TEXTE RETENU:
Originaire d'Orléans, Grégory Cattaneo est un écrivain, Docteur en Histoire et Philologie de la Scandinavie ancienne et médiévale, qui vit à Hafnarfjörður, en Islande.

Son premier roman, "Kukulkan : Le Secret du Cénote oublié", est paru le 30 janvier 2022 aux éditions Ex Aequo. Un titre, de prime abord, aussi mystérieux qu’exotique de la part d’un expert du monde nordique, auteur de nombreux articles scientifiques et de plusieurs ouvrages consacrés à l’Islande médiévale.

Idavoll vous invite à la rencontre de cet historien français qui, à l’instar des Vikings, ne connaît pas de frontières.

 

  • D’où vient votre intérêt pour l’Histoire et en particulier celle de la Scandinavie ancienne?

Mes premières lectures portaient déjà sur l´histoire des sociétés préindustrielles puis à l´adolescence, je me suis pris de passion pour les Vikings et les Celtes, notamment par le biais de la bande dessinée Thorgal, dont je demeure un lecteur assidu.

 

Grégory CattaneoQuand et pourquoi vous êtes-vous expatrié en Islande? Quelle est la plus-value pour vos travaux universitaires?

Je me suis expatrié à 21 ans, licence en poche, à la suite du conseil du Professeur Régis Boyer qui savait que j´aurais plus de chance d´apprendre la langue des Vikings en poursuivant mes études en Islande où les sagas furent écrites. Il me fit rencontrer son ancien étudiant, le Professeur Torfi H. Tulinius, qui dirigea par la suite mes recherches du master au doctorat, avec des maîtres islandais comme Helgi Þórlaksson, Gunnar Karlsson, Sverrir Jakobsson et Viðar Pálsson.

En parallèle, j´ai suivi un cursus classique à Paris IV Sorbonne, en Histoire médiévale, sous la direction des Professeurs Michel Sot (master) puis Dominique Barthélemy (doctorat).

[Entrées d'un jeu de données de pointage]
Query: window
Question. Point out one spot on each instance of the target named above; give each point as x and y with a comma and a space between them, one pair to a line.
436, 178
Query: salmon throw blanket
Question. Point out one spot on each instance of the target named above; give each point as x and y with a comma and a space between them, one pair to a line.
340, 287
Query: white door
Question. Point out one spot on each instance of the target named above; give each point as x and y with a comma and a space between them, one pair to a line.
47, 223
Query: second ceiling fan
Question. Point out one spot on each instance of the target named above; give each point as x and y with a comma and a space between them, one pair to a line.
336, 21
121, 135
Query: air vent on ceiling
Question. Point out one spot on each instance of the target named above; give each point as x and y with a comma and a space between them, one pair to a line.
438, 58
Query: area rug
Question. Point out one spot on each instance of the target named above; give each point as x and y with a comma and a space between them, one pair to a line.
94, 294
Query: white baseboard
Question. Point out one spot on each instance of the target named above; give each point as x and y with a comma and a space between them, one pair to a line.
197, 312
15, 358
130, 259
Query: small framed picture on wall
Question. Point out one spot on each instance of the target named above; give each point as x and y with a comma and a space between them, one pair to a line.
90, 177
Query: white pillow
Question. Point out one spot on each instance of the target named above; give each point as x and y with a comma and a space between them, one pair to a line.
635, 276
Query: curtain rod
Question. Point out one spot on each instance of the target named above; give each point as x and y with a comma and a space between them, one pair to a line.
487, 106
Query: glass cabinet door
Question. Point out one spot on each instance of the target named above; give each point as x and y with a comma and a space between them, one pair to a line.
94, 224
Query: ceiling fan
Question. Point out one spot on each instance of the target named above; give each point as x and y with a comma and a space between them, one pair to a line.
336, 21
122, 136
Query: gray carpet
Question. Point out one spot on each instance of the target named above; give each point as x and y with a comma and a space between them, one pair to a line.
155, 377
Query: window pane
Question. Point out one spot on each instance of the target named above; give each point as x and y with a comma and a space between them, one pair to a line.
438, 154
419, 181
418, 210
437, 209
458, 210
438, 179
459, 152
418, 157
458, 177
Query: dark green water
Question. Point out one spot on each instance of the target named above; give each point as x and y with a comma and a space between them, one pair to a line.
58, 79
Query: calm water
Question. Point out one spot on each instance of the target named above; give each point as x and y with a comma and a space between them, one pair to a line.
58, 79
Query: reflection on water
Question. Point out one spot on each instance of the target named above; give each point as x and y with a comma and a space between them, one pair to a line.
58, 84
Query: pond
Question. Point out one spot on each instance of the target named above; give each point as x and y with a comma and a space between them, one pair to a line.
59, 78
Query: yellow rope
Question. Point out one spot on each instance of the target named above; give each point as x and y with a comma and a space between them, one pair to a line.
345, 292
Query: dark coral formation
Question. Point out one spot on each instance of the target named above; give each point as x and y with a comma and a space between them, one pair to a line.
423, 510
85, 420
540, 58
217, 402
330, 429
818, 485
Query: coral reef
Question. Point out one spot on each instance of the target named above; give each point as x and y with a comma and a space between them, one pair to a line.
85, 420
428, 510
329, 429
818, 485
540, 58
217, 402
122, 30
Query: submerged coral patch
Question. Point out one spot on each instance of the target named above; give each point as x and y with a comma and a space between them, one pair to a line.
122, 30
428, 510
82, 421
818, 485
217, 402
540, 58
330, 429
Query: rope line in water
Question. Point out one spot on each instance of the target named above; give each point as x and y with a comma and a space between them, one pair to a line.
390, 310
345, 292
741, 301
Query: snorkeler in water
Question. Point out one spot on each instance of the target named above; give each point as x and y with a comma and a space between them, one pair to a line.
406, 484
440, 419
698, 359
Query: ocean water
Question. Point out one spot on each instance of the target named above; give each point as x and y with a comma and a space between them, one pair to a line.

TÂCHE À RÉALISER:
Renvoyez sans rien modifier le passage de l'entretien avec Grégory Cattaneo qui commence aux mots « Mes premières lectures » et s'arrête après « pour vos travaux universitaires? ».

SOLUTION PROPOSÉE:
Mes premières lectures portaient déjà sur l´histoire des sociétés préindustrielles puis à l´adolescence, je me suis pris de passion pour les Vikings et les Celtes, notamment par le biais de la bande dessinée Thorgal, dont je demeure un lecteur assidu.

 

Grégory CattaneoQuand et pourquoi vous êtes-vous expatrié en Islande? Quelle est la plus-value pour vos travaux universitaires?